## Aim
Put every line of the records below into a numbered list, leaving out any blank lines.

## Data supplied
▼

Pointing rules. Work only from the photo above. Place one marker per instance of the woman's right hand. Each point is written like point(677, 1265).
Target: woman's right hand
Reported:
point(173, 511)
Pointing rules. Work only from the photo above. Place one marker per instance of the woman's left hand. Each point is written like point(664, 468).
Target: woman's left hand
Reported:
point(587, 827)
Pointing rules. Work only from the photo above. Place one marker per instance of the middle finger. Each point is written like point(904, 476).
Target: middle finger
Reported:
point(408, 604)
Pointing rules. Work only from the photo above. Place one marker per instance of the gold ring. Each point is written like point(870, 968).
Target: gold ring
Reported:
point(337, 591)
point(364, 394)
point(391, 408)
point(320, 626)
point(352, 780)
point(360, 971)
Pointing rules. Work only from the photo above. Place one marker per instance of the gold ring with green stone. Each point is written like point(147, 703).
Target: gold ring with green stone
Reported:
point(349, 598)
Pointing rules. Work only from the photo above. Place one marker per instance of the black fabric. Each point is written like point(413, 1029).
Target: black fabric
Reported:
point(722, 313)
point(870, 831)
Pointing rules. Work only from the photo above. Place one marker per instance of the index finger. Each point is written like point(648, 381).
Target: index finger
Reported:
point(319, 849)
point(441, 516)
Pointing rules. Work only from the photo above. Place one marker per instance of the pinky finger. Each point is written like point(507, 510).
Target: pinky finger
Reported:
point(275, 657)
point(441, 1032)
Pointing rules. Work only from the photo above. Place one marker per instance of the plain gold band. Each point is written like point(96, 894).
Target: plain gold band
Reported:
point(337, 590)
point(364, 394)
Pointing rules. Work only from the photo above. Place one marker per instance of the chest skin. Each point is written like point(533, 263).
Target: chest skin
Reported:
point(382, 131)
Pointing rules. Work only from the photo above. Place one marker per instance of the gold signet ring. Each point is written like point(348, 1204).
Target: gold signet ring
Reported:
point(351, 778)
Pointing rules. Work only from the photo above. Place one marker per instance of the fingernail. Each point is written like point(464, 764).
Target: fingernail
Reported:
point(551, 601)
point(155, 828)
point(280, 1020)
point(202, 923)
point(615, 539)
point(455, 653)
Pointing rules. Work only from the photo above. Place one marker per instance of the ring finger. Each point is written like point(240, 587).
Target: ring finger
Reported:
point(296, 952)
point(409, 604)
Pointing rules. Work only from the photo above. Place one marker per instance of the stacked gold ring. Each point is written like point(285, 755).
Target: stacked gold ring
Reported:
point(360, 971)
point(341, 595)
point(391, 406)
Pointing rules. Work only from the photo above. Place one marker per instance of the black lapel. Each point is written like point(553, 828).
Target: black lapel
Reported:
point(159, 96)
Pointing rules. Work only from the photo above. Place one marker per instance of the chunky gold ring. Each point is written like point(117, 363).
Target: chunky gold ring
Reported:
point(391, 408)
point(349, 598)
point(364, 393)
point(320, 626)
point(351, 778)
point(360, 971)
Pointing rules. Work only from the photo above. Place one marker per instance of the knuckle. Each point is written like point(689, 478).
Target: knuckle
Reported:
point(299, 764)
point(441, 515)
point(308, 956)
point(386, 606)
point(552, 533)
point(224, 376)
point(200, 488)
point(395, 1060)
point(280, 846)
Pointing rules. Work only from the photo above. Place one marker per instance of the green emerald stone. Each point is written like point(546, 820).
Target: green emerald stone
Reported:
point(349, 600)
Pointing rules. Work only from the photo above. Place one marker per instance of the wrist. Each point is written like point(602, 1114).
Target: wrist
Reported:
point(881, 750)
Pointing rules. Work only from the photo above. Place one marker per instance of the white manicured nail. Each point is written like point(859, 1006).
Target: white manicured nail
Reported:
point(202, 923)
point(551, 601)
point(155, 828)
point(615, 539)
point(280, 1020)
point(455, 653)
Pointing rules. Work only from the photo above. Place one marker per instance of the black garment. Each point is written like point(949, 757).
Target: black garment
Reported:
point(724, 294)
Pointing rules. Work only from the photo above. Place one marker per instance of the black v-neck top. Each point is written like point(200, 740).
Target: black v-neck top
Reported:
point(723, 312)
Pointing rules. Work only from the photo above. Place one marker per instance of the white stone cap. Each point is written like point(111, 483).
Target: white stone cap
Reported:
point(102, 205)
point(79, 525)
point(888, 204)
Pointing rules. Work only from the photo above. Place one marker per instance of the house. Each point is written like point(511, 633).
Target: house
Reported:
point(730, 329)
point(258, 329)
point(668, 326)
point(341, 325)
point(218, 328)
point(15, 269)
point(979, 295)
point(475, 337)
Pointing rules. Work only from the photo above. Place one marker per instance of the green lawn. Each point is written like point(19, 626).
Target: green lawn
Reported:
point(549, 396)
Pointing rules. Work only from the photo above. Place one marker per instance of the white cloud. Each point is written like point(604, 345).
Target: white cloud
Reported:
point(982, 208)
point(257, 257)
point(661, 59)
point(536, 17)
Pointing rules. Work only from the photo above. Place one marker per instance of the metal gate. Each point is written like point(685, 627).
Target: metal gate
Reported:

▲

## Finished task
1. Pointing rules. Work only from the photo above. Place one marker per instance of the woman's right hand. Each point is written like point(677, 1265).
2. Target: woman's right hand
3. Reported:
4. point(173, 511)
5. Pointing rules. Work only from the photo above. Place one marker per instance of the woman's left hand. Each point is written like point(664, 468).
6. Target: woman's left hand
7. Reported:
8. point(587, 827)
9. Pointing rules. Work only from the photo above. Place one marker per instance of the middle finger. Each point is written like point(904, 476).
10. Target: middle finger
11. Reported:
12. point(408, 604)
13. Pointing rules. Work only from the photo above. Place one marker per instance of the gold ring. Each point is written like point(870, 968).
14. Target: gold ring
15. Reported:
16. point(337, 591)
17. point(364, 394)
18. point(391, 408)
19. point(320, 626)
20. point(352, 780)
21. point(360, 971)
22. Pointing rules. Work only from the photo above. Place one marker per instance of the gold ring with green stone. Each point is written like point(147, 703).
23. Target: gold ring with green stone
24. Reported:
25. point(349, 598)
26. Pointing rules. Work only from the photo above. Place one marker per instance of the black fabric. Each point is written like point(413, 1029).
27. Target: black fabric
28. Reported:
29. point(722, 313)
30. point(870, 831)
31. Pointing rules. Work only from the photo above. Place one marker per instance of the index finger. Each point is written like point(648, 381).
32. Target: index finger
33. Reported:
34. point(319, 849)
35. point(441, 516)
36. Pointing rules. Work only from the photo above. Place one marker per instance of the pinky finger. Each point is written like point(507, 510).
37. Target: pinky finger
38. Reported:
39. point(275, 657)
40. point(441, 1032)
41. Pointing rules. Work only from the photo above. Place one marker per instance of the plain gold band. Each point is written like point(96, 894).
42. Target: plain gold band
43. Reported:
44. point(337, 590)
45. point(364, 394)
46. Pointing rules. Work only from the photo above. Place one marker per instance of the chest skin. Each point is written like point(533, 263).
47. Target: chest skin
48. Reported:
49. point(382, 131)
50. Pointing rules. Work only from the photo above. Place one marker per instance of the gold signet ring. Each point is written like point(348, 1204).
51. Target: gold signet ring
52. Reported:
53. point(351, 778)
54. Pointing rules. Work only from the photo above. Place one marker per instance of the fingernail. Each point is written like point(464, 764).
55. Target: fingernail
56. Reported:
57. point(551, 601)
58. point(155, 828)
59. point(280, 1020)
60. point(202, 923)
61. point(615, 539)
62. point(455, 653)
63. Pointing rules. Work only from the photo above. Place one marker per instance of the ring finger. Each point is written like point(240, 587).
64. Target: ring finger
65. Reported:
66. point(296, 952)
67. point(409, 604)
68. Pointing rules. Work only from the photo above. Place one marker per instance of the stacked gold ring. Each point is written like point(285, 755).
69. Target: stacked gold ring
70. Reported:
71. point(360, 971)
72. point(341, 595)
73. point(391, 406)
74. Pointing rules. Work only from the photo above. Place one marker per instance of the black lapel. Each point is written like point(553, 828).
75. Target: black lapel
76. Reported:
77. point(159, 96)
78. Pointing rules. Work only from the photo above. Place one marker per instance of the chunky gold ring. Each point is written like point(117, 363).
79. Target: chunky gold ring
80. Reported:
81. point(391, 408)
82. point(349, 598)
83. point(364, 393)
84. point(320, 626)
85. point(351, 778)
86. point(360, 971)
87. Pointing rules. Work only from the photo above. Place one marker per instance of the knuckle. Each point is written like point(689, 478).
88. Target: knuckle
89. Reported:
90. point(299, 764)
91. point(441, 515)
92. point(308, 956)
93. point(386, 606)
94. point(552, 533)
95. point(224, 376)
96. point(200, 488)
97. point(395, 1060)
98. point(280, 846)
99. Pointing rules. Work only from the photo above. Place one marker per instance of the green emerald stone. Each point is written like point(546, 820).
100. Target: green emerald stone
101. Reported:
102. point(349, 600)
103. Pointing rules. Work only from the photo above. Place one marker per instance of the wrist. Each point is written like point(602, 1114).
104. Target: wrist
105. Reported:
106. point(881, 750)
107. Pointing rules. Work only from the photo above. Place one marker per instance of the white manicured nail. Each point is written like point(859, 1006).
108. Target: white manicured nail
109. Reported:
110. point(202, 923)
111. point(551, 601)
112. point(155, 828)
113. point(615, 539)
114. point(280, 1020)
115. point(455, 653)
116. Pointing rules. Work only from the photo above. Place one marker per instance of the black garment. Each point is written like point(949, 757).
117. Target: black garment
118. Reported:
119. point(724, 294)
120. Pointing rules. Work only from the photo above. Place one marker per instance of the black v-neck top. Each point is written like point(200, 740).
121. Target: black v-neck top
122. Reported:
123. point(723, 312)
124. Pointing rules. Work only from the photo above. Place one marker per instance of the white stone cap. Each point is written like point(111, 483).
125. Target: white stone cap
126. Reported:
127. point(102, 205)
128. point(79, 525)
129. point(888, 204)
130. Pointing rules. Work only from the photo above. Place one marker per instance of the house. Each point is written like point(511, 633).
131. Target: house
132. Reported:
133. point(730, 329)
134. point(258, 329)
135. point(668, 326)
136. point(341, 325)
137. point(218, 328)
138. point(15, 269)
139. point(979, 295)
140. point(475, 337)
141. Pointing rules. Work only from the photo above. Place one marker per instance of the green lawn. Each point is written like point(19, 626).
142. Target: green lawn
143. Reported:
144. point(549, 396)
145. Pointing rules. Work only from the photo above. Place one marker per instance of the white cloud. Each point is written like point(604, 345).
146. Target: white cloud
147. Reported:
148. point(982, 208)
149. point(257, 257)
150. point(661, 59)
151. point(536, 17)
152. Pointing rules. Work only from the photo above. Place one marker per instance of the metal gate. Each point is written like point(685, 627).
153. Target: metal gate
154. Reported:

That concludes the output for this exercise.